- Request A: Transcribe the Dairy Farmers release word for word. Begin at "In releasing the" and stop after "Mr Gordon said.".
- Request B:
Answer these questions from the Dairy Farmers release:
(i) Who is the Chief Executive of Dairy Farmers?
(ii) In what year does the release place the liquidity opportunity?
(iii) In which categories did Dairy Farmers lift its share in fiscal 2007?
[begin Passage given]
Dairy Farmers has confirmed that initiatives undertaken during the past three years to transform it from co-operative to a fast moving consumer goods business have placed it in a strong position to maximise shareholder value through a liquidity opportunity in 2008.
In releasing the Co-operative’s fiscal 2007 results today, Dairy Farmers Chief Executive Rob Gordon said: “The bold steps we have recently taken to maximise the performance of the business have created a strong platform from which to unlock the underlying value of shareholders’ equity in Dairy Farmers.”
Fiscal 2007 Financial Results
“In fiscal 2007, we said our focus would be on driving the business through growth in our champion brands. As a result, Dairy Farmers ended the period having grown strongly ahead of the market and key competitors, lifting our share of every branded retail category in which we operate,” Mr Gordon said.
[end Passage given]
[begin Record set]
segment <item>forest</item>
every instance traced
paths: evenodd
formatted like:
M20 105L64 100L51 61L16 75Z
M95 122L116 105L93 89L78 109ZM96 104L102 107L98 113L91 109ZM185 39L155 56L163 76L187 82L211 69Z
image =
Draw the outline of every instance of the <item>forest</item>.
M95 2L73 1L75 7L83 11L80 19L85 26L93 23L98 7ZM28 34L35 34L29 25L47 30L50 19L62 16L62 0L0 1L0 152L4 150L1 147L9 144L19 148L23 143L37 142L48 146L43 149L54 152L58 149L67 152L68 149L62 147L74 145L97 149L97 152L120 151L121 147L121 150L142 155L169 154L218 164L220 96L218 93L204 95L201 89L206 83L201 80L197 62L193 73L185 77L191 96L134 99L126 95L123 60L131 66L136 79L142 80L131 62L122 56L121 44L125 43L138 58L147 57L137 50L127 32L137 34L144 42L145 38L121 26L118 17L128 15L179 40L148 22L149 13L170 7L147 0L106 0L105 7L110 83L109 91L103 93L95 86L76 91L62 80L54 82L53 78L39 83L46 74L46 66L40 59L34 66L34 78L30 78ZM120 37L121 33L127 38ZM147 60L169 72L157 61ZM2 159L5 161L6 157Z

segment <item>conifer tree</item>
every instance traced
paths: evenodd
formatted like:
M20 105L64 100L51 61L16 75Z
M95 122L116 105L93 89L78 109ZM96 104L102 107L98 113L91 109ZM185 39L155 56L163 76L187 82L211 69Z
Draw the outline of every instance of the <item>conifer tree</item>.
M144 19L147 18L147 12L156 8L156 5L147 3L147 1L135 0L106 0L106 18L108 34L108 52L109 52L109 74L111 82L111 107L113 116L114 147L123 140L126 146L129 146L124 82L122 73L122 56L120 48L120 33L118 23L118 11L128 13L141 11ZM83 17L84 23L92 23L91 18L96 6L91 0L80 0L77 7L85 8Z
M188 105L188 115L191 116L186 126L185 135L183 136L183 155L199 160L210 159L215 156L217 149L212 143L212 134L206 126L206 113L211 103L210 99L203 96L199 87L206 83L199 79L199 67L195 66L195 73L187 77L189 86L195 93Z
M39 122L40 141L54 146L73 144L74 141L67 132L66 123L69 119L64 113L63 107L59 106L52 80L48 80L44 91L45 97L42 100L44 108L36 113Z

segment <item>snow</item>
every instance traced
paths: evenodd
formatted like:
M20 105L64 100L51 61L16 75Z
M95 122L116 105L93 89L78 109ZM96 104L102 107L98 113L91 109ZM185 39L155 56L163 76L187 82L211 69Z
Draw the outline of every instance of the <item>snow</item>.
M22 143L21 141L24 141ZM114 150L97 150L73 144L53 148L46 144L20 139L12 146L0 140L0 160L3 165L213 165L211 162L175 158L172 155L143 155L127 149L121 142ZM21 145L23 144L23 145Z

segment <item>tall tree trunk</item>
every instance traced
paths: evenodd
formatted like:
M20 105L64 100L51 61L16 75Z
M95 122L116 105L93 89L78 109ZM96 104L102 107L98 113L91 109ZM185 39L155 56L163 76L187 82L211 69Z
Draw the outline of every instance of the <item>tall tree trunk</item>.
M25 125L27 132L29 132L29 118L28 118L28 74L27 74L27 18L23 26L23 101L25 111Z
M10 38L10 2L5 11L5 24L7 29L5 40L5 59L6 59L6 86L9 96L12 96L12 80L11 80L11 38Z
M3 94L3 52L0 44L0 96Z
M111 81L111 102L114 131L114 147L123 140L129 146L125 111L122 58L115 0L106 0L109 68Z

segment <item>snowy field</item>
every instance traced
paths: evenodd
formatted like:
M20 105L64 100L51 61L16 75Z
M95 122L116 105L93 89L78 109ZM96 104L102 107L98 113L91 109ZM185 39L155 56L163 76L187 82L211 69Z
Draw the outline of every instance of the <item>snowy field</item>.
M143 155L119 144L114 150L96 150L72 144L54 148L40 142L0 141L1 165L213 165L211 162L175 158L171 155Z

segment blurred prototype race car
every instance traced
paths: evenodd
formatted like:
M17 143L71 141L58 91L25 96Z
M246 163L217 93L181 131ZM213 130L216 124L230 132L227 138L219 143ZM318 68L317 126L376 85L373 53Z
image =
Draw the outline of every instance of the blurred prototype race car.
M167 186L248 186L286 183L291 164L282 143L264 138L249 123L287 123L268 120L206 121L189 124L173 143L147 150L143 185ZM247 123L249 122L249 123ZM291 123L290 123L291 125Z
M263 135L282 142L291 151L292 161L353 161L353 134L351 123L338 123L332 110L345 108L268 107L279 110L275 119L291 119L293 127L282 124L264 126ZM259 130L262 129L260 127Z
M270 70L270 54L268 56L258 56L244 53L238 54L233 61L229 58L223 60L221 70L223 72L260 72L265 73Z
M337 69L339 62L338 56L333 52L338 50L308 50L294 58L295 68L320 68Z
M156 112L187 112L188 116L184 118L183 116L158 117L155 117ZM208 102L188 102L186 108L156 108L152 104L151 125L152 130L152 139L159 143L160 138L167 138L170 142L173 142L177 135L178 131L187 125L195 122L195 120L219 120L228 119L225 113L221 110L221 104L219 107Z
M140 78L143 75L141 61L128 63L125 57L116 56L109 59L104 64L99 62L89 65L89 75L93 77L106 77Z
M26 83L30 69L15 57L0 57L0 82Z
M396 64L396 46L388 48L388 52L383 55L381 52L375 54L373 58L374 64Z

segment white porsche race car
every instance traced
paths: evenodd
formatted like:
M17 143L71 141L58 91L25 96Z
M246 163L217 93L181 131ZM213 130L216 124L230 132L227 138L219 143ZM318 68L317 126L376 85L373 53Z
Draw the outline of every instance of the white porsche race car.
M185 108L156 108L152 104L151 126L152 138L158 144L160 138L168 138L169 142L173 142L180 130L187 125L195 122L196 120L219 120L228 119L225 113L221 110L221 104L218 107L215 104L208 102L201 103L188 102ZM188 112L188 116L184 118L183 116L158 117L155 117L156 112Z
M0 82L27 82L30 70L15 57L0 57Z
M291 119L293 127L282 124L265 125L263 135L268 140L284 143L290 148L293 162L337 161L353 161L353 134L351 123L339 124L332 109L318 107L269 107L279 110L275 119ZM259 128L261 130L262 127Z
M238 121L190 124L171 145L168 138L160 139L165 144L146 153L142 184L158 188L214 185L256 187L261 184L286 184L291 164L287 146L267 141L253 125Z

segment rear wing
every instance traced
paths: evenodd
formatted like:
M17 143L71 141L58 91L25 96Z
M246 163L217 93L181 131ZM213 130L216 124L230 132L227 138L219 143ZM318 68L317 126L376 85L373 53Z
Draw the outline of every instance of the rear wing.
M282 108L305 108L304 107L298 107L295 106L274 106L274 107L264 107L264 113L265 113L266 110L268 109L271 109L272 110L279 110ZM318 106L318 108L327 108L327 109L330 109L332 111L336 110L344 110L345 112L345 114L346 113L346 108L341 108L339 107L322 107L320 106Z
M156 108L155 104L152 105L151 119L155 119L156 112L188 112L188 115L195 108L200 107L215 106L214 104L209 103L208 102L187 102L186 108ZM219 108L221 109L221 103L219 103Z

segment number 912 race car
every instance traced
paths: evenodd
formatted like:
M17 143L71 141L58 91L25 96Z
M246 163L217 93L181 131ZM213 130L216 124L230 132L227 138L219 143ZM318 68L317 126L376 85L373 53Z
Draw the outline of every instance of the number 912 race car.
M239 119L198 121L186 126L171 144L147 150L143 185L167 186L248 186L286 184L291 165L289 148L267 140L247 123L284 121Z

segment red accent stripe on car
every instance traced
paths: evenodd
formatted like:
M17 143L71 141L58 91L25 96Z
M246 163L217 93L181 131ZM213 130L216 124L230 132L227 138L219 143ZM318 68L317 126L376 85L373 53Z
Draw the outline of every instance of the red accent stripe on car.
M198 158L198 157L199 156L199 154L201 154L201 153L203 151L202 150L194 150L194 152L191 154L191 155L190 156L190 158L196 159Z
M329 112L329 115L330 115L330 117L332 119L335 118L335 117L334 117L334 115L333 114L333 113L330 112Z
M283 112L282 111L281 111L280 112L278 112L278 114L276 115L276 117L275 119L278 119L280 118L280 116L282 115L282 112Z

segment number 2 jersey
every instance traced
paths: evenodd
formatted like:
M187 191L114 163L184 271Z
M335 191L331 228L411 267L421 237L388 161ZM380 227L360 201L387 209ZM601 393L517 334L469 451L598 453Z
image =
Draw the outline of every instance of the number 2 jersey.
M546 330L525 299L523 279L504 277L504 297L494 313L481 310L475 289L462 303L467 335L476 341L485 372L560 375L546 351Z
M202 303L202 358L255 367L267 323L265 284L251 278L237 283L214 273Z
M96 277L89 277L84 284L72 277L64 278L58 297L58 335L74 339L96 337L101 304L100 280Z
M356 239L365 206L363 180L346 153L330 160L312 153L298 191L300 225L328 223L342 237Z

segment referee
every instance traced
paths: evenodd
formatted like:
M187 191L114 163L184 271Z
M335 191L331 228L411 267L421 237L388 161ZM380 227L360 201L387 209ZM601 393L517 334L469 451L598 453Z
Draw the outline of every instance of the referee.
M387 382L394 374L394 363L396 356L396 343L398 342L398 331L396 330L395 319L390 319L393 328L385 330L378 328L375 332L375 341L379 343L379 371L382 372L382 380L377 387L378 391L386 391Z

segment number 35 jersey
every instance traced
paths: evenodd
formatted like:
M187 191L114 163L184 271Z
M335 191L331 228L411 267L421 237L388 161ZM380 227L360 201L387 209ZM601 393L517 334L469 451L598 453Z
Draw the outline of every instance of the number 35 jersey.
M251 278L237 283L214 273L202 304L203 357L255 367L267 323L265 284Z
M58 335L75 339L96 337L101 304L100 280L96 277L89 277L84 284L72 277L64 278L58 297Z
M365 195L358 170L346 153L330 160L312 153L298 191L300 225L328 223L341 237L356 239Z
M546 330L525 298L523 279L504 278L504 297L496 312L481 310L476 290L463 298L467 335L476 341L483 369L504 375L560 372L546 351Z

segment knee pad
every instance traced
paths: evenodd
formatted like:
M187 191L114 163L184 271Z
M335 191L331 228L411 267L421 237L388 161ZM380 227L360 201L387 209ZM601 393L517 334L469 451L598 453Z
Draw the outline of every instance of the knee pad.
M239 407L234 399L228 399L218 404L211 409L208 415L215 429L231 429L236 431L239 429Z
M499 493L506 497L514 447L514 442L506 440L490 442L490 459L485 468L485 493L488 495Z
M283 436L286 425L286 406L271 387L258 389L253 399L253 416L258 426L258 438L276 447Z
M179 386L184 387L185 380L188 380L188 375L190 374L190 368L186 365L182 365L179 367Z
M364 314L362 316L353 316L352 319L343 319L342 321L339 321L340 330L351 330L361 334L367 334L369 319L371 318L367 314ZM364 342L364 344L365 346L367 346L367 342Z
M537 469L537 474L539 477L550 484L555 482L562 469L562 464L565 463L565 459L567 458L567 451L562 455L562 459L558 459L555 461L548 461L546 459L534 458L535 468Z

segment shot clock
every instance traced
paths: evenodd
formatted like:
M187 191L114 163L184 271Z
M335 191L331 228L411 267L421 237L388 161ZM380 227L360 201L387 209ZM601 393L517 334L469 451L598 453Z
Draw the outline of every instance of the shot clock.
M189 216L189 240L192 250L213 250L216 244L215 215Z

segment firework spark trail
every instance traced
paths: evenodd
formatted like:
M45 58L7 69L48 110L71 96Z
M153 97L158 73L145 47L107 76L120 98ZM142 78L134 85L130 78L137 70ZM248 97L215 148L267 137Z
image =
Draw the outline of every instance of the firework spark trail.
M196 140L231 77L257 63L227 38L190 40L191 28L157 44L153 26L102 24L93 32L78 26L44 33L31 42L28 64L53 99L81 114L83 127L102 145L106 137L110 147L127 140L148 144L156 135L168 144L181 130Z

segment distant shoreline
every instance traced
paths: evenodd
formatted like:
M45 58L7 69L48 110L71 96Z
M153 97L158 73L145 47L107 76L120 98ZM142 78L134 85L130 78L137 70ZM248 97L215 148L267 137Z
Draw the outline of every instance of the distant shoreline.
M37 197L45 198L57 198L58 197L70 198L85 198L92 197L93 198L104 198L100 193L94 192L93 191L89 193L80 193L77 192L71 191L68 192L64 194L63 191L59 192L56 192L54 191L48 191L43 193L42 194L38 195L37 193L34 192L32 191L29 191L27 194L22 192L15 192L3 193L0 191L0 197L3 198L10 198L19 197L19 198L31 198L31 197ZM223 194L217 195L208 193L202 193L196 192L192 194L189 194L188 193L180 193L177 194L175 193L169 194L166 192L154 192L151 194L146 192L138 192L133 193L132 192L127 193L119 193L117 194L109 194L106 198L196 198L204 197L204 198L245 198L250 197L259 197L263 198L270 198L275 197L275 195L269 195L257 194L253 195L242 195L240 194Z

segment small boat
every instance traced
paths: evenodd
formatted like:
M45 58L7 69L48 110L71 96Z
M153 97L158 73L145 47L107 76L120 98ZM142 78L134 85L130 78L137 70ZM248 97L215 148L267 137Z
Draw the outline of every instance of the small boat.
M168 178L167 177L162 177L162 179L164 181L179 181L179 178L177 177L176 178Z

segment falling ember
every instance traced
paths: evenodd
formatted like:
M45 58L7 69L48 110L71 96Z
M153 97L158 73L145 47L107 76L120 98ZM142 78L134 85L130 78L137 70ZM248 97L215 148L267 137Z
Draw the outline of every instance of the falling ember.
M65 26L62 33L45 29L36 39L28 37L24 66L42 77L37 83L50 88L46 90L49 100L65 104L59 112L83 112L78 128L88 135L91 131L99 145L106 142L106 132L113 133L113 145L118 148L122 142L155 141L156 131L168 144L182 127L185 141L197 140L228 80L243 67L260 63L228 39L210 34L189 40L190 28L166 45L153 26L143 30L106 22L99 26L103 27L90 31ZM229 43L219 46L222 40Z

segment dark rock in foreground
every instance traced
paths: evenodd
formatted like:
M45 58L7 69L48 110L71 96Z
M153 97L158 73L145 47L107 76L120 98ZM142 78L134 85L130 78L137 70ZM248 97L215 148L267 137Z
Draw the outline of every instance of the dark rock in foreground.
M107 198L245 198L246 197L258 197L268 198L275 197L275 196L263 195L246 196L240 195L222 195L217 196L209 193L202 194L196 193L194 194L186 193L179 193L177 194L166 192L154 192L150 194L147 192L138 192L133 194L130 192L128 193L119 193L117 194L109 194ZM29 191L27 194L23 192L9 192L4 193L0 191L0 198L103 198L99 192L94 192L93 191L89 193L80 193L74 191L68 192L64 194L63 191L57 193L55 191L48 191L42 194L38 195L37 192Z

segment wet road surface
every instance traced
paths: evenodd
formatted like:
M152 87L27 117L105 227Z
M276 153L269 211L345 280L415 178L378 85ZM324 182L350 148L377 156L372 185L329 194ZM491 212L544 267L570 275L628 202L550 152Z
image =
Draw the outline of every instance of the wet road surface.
[end Record set]
- Exercise solution A:
In releasing the Co-operative’s fiscal 2007 results today, Dairy Farmers Chief Executive Rob Gordon said: “The bold steps we have recently taken to maximise the performance of the business have created a strong platform from which to unlock the underlying value of shareholders’ equity in Dairy Farmers.”
Fiscal 2007 Financial Results
“In fiscal 2007, we said our focus would be on driving the business through growth in our champion brands. As a result, Dairy Farmers ended the period having grown strongly ahead of the market and key competitors, lifting our share of every branded retail category in which we operate,” Mr Gordon said.

- Exercise solution B:
(i) Rob Gordon
(ii) 2008
(iii) Every branded retail category in which it operates